What is needed — Whenever a line of the listing contains "strawberry", it counts; give the total number of such lines and nothing more.

Records for the task —
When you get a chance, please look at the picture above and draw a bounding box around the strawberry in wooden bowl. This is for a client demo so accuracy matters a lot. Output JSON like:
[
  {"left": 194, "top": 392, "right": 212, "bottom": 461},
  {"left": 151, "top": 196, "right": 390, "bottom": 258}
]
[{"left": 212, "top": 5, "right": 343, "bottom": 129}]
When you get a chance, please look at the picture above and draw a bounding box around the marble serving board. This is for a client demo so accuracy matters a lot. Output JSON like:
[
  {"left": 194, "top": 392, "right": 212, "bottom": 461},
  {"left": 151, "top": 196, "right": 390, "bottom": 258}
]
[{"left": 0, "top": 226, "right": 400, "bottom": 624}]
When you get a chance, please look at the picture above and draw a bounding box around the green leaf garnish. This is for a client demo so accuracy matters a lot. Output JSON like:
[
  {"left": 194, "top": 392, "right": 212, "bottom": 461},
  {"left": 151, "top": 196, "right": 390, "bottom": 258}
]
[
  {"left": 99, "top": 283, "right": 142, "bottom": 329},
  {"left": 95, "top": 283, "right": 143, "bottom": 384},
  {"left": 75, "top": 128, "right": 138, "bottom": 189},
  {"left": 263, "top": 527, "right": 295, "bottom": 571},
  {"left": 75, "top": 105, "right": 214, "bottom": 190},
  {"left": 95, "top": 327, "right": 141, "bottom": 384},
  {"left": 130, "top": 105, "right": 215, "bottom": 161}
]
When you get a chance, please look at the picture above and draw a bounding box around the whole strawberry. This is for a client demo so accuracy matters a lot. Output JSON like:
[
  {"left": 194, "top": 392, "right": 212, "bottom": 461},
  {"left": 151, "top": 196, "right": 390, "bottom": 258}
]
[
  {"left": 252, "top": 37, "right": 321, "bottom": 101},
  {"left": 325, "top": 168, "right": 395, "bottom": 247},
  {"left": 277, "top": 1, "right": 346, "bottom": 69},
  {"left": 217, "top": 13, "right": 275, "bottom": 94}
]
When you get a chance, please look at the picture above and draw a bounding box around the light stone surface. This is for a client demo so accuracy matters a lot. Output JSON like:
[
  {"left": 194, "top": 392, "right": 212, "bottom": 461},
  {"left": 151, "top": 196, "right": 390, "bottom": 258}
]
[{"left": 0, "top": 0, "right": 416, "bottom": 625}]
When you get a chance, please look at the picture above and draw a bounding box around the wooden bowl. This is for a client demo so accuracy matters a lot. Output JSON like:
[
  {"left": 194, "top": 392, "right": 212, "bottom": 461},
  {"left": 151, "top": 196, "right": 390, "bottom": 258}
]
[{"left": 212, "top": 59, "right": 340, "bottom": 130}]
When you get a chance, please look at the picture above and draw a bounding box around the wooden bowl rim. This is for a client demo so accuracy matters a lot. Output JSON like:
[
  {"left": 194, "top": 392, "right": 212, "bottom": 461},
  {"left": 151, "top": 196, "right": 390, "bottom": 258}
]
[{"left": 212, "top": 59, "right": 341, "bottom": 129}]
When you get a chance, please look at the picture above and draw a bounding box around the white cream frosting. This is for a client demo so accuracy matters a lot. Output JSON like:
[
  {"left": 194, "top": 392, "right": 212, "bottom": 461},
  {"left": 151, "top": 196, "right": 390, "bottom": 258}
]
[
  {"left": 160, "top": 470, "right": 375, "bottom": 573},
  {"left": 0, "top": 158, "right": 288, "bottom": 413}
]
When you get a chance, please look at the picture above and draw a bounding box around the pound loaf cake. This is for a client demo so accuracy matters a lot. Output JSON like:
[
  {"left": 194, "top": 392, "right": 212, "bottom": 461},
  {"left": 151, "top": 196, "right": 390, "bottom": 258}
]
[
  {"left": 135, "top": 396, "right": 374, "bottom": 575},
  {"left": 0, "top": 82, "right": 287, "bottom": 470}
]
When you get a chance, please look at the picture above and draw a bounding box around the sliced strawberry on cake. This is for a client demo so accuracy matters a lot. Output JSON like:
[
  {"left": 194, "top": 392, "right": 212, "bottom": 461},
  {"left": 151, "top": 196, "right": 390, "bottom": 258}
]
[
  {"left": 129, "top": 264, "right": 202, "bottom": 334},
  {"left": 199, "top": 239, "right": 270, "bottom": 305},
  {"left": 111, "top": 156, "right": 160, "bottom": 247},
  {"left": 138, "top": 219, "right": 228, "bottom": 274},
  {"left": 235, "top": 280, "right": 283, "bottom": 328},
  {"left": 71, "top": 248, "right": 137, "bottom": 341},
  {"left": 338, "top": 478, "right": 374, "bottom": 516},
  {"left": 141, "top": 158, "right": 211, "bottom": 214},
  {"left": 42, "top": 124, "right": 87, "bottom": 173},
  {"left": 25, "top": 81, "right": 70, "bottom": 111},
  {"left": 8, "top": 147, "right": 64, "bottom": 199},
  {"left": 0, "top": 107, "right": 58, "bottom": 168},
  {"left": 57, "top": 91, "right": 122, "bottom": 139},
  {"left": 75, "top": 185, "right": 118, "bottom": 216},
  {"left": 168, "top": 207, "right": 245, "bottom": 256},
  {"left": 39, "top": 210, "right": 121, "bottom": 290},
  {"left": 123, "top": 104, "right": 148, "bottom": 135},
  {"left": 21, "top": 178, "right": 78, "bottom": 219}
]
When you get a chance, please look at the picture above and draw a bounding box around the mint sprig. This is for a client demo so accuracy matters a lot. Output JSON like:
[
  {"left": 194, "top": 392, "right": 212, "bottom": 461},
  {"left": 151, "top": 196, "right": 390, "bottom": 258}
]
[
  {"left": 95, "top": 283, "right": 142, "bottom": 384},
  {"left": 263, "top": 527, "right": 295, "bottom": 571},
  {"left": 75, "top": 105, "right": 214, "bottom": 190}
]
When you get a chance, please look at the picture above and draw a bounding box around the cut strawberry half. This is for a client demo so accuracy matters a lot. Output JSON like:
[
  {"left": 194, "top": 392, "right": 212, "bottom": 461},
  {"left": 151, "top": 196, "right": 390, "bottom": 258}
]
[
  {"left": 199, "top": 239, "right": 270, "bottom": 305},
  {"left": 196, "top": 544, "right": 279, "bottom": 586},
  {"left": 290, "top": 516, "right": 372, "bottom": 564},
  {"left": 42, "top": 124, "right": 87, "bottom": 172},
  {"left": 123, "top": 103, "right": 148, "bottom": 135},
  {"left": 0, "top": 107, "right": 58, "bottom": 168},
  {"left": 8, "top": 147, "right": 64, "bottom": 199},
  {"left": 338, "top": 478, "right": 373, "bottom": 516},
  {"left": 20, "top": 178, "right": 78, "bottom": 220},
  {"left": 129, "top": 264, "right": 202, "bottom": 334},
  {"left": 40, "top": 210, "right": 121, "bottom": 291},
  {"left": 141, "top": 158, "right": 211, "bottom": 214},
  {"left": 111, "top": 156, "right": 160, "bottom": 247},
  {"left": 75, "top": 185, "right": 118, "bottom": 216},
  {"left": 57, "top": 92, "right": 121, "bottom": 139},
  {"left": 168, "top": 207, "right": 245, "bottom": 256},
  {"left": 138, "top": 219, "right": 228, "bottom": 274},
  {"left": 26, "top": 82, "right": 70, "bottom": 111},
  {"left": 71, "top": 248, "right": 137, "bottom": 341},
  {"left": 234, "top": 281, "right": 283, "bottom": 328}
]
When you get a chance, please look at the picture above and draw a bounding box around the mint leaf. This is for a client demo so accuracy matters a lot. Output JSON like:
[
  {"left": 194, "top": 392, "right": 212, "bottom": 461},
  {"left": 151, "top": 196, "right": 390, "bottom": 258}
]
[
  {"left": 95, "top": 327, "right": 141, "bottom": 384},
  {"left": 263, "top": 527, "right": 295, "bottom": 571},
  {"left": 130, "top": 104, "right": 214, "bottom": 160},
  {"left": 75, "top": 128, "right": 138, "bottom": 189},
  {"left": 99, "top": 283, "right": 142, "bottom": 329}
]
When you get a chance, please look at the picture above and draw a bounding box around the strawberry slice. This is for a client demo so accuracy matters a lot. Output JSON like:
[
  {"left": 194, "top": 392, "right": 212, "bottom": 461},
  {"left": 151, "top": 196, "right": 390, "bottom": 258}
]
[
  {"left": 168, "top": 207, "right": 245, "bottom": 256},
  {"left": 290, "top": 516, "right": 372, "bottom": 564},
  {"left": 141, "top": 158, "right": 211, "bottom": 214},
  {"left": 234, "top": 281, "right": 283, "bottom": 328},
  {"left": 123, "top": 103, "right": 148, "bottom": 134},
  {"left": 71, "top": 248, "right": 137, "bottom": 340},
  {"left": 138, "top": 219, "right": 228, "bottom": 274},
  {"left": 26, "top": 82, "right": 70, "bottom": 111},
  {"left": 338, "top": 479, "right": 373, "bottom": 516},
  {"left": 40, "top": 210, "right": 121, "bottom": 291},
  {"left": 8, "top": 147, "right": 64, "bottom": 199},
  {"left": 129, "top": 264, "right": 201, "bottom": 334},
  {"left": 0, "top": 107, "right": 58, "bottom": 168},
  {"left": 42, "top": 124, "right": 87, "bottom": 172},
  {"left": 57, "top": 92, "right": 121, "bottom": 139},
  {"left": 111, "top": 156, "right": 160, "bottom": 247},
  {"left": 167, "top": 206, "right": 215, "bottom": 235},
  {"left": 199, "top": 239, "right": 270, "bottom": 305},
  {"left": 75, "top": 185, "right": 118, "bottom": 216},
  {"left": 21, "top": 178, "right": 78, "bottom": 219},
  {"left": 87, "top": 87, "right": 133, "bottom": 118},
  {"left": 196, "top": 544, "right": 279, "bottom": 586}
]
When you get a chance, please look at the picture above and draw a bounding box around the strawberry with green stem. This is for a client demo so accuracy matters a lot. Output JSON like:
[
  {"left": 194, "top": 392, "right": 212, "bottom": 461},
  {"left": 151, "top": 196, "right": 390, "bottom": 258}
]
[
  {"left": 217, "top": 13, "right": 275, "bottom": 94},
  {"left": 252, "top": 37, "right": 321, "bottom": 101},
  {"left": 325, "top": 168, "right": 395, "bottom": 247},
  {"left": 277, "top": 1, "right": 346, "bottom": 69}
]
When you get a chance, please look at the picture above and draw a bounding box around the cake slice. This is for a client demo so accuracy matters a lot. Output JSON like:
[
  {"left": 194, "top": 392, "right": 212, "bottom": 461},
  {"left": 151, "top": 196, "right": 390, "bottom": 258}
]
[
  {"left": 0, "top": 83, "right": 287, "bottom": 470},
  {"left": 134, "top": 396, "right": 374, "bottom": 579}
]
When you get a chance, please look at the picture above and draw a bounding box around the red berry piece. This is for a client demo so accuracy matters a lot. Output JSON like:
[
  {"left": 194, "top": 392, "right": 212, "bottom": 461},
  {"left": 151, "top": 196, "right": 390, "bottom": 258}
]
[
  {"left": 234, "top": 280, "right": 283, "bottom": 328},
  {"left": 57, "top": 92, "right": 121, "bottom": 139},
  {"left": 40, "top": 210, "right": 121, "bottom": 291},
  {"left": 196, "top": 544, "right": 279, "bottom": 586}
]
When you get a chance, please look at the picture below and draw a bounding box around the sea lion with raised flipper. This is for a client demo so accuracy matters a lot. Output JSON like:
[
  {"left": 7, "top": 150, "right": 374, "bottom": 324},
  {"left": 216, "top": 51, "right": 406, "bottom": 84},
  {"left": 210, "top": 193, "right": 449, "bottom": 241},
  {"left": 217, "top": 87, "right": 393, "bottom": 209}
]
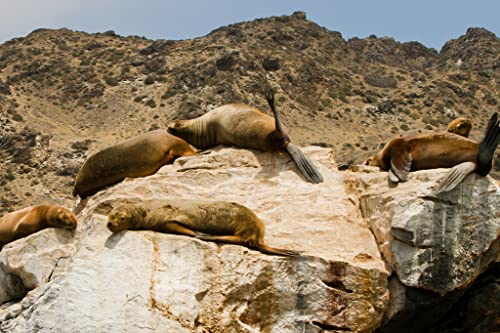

Answer to the problem — 6